Work required: Output the material beneath exactly, leaving nothing out.

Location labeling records

******************************

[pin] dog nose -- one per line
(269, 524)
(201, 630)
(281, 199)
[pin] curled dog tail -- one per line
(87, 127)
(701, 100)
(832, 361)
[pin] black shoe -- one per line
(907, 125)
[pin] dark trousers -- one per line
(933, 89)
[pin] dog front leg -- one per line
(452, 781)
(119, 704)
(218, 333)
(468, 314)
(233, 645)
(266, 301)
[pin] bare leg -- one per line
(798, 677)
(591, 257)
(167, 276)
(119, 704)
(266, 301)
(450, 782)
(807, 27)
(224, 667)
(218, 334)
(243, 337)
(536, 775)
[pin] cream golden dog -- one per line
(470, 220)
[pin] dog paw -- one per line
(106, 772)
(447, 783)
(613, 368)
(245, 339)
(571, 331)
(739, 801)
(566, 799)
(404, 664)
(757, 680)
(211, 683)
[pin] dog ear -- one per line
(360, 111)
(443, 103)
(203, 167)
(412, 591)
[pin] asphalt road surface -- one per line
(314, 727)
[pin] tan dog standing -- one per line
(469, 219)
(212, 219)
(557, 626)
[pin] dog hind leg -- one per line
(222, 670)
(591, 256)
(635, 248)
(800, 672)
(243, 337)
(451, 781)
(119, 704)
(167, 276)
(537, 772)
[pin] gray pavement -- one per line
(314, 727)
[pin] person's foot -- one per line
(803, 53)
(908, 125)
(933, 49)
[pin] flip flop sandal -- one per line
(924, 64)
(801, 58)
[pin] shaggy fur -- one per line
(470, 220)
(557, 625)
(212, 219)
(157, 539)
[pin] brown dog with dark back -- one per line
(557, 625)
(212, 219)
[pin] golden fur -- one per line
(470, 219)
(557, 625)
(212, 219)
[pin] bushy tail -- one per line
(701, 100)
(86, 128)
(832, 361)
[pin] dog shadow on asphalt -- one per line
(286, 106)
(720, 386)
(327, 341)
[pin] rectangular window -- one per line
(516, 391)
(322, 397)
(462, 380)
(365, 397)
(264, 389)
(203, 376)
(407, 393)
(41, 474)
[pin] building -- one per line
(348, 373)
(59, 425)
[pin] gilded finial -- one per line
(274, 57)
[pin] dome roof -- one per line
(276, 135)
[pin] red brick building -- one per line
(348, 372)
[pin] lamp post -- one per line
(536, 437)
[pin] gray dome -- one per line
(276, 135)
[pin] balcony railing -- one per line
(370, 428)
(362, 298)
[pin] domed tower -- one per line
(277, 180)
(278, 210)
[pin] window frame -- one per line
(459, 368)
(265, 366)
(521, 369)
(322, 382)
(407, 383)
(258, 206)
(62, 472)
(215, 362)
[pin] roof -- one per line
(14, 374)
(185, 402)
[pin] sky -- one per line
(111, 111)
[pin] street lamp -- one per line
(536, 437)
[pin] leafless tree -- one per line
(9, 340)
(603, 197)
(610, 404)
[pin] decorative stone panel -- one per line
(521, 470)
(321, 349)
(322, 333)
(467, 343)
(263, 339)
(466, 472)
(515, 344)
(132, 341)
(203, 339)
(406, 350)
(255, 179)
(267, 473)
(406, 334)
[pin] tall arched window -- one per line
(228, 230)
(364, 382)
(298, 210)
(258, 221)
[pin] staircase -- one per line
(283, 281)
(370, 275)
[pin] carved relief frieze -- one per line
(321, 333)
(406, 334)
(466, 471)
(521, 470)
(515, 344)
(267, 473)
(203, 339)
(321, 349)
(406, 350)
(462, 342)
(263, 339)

******************************

Result:
[pin] dog nose -- one per line
(269, 524)
(201, 630)
(281, 199)
[pin] curled dog tail -- one per line
(87, 127)
(701, 100)
(832, 361)
[pin] black shoe -- one per line
(907, 125)
[pin] dark trousers -- one per line
(933, 89)
[pin] dog front leg -- one per line
(452, 781)
(119, 704)
(218, 333)
(468, 314)
(233, 645)
(266, 301)
[pin] bare leg -- one per line
(798, 677)
(591, 257)
(167, 276)
(119, 704)
(266, 301)
(450, 782)
(807, 27)
(224, 667)
(218, 334)
(243, 337)
(536, 775)
[pin] cream golden dog -- one per line
(470, 220)
[pin] dog paw -- one per line
(106, 772)
(447, 783)
(613, 368)
(245, 339)
(571, 331)
(739, 801)
(566, 799)
(404, 664)
(757, 680)
(211, 683)
[pin] dog ear -- one per line
(360, 111)
(443, 103)
(203, 167)
(412, 591)
[pin] asphalt road surface -- one per line
(314, 727)
[pin] tan dog standing -- one per line
(469, 219)
(212, 219)
(557, 626)
[pin] dog hind leg -- one per line
(222, 670)
(591, 256)
(635, 248)
(800, 672)
(243, 337)
(451, 781)
(119, 704)
(167, 276)
(537, 772)
[pin] gray pavement -- one per line
(314, 727)
[pin] person's foot -- one per line
(803, 53)
(908, 125)
(933, 49)
[pin] flip flop sandal -- one per line
(924, 64)
(801, 58)
[pin] shaggy fur -- one per line
(470, 220)
(557, 625)
(212, 219)
(157, 539)
[pin] brown dog with dark back -- one per line
(557, 625)
(212, 219)
[pin] golden fur -- one per line
(470, 219)
(557, 625)
(212, 219)
[pin] bushy tail -- one per line
(701, 100)
(86, 128)
(832, 361)
[pin] dog shadow on asphalt -- one per line
(286, 106)
(720, 386)
(327, 341)
[pin] rectangular window -- one per line
(516, 391)
(322, 397)
(462, 380)
(365, 397)
(264, 389)
(203, 376)
(407, 393)
(41, 474)
[pin] building -- one per line
(348, 373)
(59, 425)
[pin] gilded finial -- one per line
(274, 57)
[pin] dome roof -- one per line
(276, 135)
[pin] red brick building -- one per line
(348, 372)
[pin] lamp post -- one per line
(536, 437)
[pin] gray dome -- one per line
(276, 135)
[pin] balcony railing -- one per line
(370, 428)
(362, 298)
[pin] domed tower -- one per line
(277, 180)
(278, 210)
[pin] window frame -- one per line
(459, 368)
(265, 366)
(521, 369)
(322, 382)
(407, 383)
(258, 206)
(62, 472)
(215, 362)
[pin] roof -- one per line
(14, 374)
(185, 402)
[pin] sky -- one per line
(111, 111)
[pin] street lamp -- one per line
(536, 437)
[pin] leafless tree -- one per line
(9, 340)
(603, 197)
(610, 404)
[pin] decorative stone panel -- one per line
(521, 470)
(321, 349)
(322, 333)
(467, 343)
(263, 339)
(466, 472)
(515, 344)
(132, 341)
(203, 339)
(406, 350)
(255, 179)
(267, 473)
(406, 334)
[pin] tall arched window -- one per line
(228, 230)
(364, 382)
(298, 210)
(258, 221)
[pin] staircase -- one per line
(283, 281)
(370, 275)
[pin] carved relief frieze -- one per line
(321, 333)
(406, 334)
(466, 471)
(521, 470)
(515, 344)
(267, 473)
(203, 339)
(321, 349)
(406, 350)
(462, 342)
(263, 339)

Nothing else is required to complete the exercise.